* START RECORDS FOR THE EXERCISE *

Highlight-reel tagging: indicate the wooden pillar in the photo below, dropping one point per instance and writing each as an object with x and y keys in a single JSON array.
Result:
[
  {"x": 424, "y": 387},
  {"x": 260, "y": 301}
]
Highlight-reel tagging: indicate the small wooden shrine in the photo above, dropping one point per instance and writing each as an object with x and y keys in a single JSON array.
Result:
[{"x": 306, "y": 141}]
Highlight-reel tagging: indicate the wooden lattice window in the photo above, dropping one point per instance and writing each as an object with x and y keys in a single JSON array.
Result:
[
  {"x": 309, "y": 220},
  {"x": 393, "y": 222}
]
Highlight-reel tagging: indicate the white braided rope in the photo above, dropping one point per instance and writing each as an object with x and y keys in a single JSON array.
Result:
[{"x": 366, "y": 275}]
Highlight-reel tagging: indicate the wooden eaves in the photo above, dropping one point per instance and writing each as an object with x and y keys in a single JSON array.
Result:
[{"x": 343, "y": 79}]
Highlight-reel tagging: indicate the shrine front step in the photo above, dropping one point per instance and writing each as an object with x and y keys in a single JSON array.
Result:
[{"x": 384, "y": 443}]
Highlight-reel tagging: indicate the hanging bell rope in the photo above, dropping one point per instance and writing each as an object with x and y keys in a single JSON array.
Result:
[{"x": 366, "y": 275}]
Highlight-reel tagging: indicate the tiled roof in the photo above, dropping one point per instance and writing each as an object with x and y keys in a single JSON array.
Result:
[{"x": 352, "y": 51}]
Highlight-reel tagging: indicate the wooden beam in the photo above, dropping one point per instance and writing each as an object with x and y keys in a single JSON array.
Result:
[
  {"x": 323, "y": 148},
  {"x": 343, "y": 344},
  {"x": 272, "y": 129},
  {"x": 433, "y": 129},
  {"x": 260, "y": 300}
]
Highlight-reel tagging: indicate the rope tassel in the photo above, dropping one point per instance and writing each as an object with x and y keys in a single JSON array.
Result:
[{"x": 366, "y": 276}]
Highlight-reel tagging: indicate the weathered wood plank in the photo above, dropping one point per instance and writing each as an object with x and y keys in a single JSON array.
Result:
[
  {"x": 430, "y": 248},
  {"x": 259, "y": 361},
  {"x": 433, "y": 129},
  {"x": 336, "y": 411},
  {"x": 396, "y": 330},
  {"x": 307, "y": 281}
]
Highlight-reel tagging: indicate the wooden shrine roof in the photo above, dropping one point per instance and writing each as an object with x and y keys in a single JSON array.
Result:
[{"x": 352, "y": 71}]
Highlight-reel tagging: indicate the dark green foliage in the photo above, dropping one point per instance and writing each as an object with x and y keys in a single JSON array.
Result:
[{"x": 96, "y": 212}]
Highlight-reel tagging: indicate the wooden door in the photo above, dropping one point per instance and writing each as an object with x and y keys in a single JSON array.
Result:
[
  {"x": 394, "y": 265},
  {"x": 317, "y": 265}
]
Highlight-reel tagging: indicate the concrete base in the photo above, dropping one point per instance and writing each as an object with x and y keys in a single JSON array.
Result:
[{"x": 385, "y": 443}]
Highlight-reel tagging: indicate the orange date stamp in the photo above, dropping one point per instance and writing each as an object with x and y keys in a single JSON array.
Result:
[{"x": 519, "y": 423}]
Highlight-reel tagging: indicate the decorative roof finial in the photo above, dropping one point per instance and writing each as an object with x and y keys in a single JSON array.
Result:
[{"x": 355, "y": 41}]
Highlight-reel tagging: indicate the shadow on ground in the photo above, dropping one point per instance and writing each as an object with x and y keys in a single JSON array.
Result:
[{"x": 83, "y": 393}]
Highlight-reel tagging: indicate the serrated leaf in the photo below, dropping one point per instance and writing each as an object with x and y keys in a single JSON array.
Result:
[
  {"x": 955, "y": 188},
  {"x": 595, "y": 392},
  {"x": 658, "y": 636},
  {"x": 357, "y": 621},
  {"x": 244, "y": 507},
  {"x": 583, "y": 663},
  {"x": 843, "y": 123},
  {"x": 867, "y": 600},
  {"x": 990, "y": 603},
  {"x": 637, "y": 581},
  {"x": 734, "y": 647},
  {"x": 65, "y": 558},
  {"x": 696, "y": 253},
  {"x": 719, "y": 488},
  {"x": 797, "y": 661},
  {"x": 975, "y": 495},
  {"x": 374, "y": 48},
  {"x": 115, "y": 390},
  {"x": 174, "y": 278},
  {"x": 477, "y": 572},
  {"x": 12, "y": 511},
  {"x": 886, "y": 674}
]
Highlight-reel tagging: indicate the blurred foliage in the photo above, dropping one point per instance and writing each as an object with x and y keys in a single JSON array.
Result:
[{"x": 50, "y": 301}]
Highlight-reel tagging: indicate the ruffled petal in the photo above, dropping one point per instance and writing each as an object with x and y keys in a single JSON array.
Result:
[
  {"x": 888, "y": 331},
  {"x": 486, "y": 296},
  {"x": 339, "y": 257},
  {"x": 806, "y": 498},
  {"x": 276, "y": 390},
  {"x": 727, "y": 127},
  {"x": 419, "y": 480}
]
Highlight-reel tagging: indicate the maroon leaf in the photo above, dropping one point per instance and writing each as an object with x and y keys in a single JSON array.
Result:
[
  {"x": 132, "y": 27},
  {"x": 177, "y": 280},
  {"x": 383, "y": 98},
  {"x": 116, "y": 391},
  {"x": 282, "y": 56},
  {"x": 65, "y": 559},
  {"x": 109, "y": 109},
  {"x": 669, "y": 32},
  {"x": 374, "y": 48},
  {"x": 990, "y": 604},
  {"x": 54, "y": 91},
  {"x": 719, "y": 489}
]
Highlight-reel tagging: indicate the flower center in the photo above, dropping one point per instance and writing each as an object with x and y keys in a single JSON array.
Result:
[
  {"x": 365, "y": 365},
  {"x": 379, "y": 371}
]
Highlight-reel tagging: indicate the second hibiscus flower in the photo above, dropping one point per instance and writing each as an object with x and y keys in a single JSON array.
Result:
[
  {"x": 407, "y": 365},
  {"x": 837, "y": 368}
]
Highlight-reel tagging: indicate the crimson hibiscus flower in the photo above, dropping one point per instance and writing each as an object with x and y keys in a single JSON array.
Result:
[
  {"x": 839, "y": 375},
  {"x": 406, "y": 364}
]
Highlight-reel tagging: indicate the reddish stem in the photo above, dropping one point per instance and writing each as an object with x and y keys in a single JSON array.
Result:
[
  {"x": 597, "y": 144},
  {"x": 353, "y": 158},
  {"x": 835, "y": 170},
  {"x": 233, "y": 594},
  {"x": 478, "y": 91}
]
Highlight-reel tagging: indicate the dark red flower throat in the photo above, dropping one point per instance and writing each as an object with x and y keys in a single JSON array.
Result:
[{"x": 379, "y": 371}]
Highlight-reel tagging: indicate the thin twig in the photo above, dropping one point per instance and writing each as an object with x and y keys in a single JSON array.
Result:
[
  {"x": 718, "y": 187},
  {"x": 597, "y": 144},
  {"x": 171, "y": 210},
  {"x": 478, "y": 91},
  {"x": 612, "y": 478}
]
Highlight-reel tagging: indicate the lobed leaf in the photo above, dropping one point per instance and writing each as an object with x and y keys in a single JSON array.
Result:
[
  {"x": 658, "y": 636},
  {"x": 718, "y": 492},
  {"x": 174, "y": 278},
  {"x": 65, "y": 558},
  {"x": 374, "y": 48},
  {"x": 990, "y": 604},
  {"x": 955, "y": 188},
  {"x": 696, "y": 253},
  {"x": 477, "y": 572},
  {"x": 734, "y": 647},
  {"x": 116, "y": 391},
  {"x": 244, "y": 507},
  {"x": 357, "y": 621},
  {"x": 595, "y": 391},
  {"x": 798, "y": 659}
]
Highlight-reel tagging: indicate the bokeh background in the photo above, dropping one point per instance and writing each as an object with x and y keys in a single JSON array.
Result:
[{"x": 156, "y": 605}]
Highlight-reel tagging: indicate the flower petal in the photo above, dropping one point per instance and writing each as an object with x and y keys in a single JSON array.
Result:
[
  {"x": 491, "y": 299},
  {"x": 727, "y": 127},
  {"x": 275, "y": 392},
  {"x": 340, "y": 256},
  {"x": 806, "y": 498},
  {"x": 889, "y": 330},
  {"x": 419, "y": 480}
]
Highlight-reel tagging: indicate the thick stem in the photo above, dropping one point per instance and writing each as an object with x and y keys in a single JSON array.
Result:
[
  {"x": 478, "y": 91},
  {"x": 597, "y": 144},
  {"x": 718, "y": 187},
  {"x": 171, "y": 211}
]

* END RECORDS FOR THE EXERCISE *

STATED PROBLEM –
Starting at the line that contains "Highlight-reel tagging: indicate the reddish", print every line through the end of the listing, word for word. Leave out all the rest.

COMPLETED TASK –
Highlight-reel tagging: indicate the reddish stem in the photo above, dropping one point per instance and writing each as an object with x and y keys in a single JSON array.
Result:
[
  {"x": 597, "y": 144},
  {"x": 353, "y": 158},
  {"x": 835, "y": 170},
  {"x": 233, "y": 594},
  {"x": 478, "y": 91}
]
Highlight-reel tagging: indicate the dark red flower throat in the photo above, dropping one point per instance and writing each as an object with x and y keys in a single JSON array.
Result:
[{"x": 379, "y": 371}]
Highlight-reel tagging: indicate the thin twig in the photo above, dropping one point per instance and writing each as an object with x and y keys in a single JSON array.
Result:
[
  {"x": 718, "y": 187},
  {"x": 597, "y": 144},
  {"x": 171, "y": 210},
  {"x": 478, "y": 91},
  {"x": 612, "y": 478}
]
Highlight-reel tagging: indicate the lobed leaf in the photo above, dropping one point per instance and writing each as an object with x and y keys in a single JSON array.
Result:
[
  {"x": 658, "y": 636},
  {"x": 718, "y": 492},
  {"x": 174, "y": 278},
  {"x": 65, "y": 558},
  {"x": 374, "y": 48},
  {"x": 990, "y": 604},
  {"x": 955, "y": 188},
  {"x": 696, "y": 253},
  {"x": 477, "y": 572},
  {"x": 734, "y": 647},
  {"x": 116, "y": 391},
  {"x": 244, "y": 507},
  {"x": 357, "y": 621},
  {"x": 595, "y": 391},
  {"x": 798, "y": 659}
]
Highlight-reel tagging: indicate the bokeh background in the photo above, dropping one point per instance and writing each as an object with x and y keys in a single JSON array.
Result:
[{"x": 156, "y": 605}]
Highlight-reel tagging: indicate the flower petal in the photo above, dropping one point per instance and writing each as an object with x and y keys in a single JSON array.
Result:
[
  {"x": 491, "y": 299},
  {"x": 727, "y": 127},
  {"x": 275, "y": 392},
  {"x": 340, "y": 256},
  {"x": 806, "y": 498},
  {"x": 889, "y": 330},
  {"x": 419, "y": 480}
]
Highlight-reel tagging: indicate the thick stem in the photo above, dropping one point per instance and writing each as an object with x and y keys in a single JSON array.
Result:
[
  {"x": 478, "y": 91},
  {"x": 597, "y": 144},
  {"x": 718, "y": 187},
  {"x": 171, "y": 211}
]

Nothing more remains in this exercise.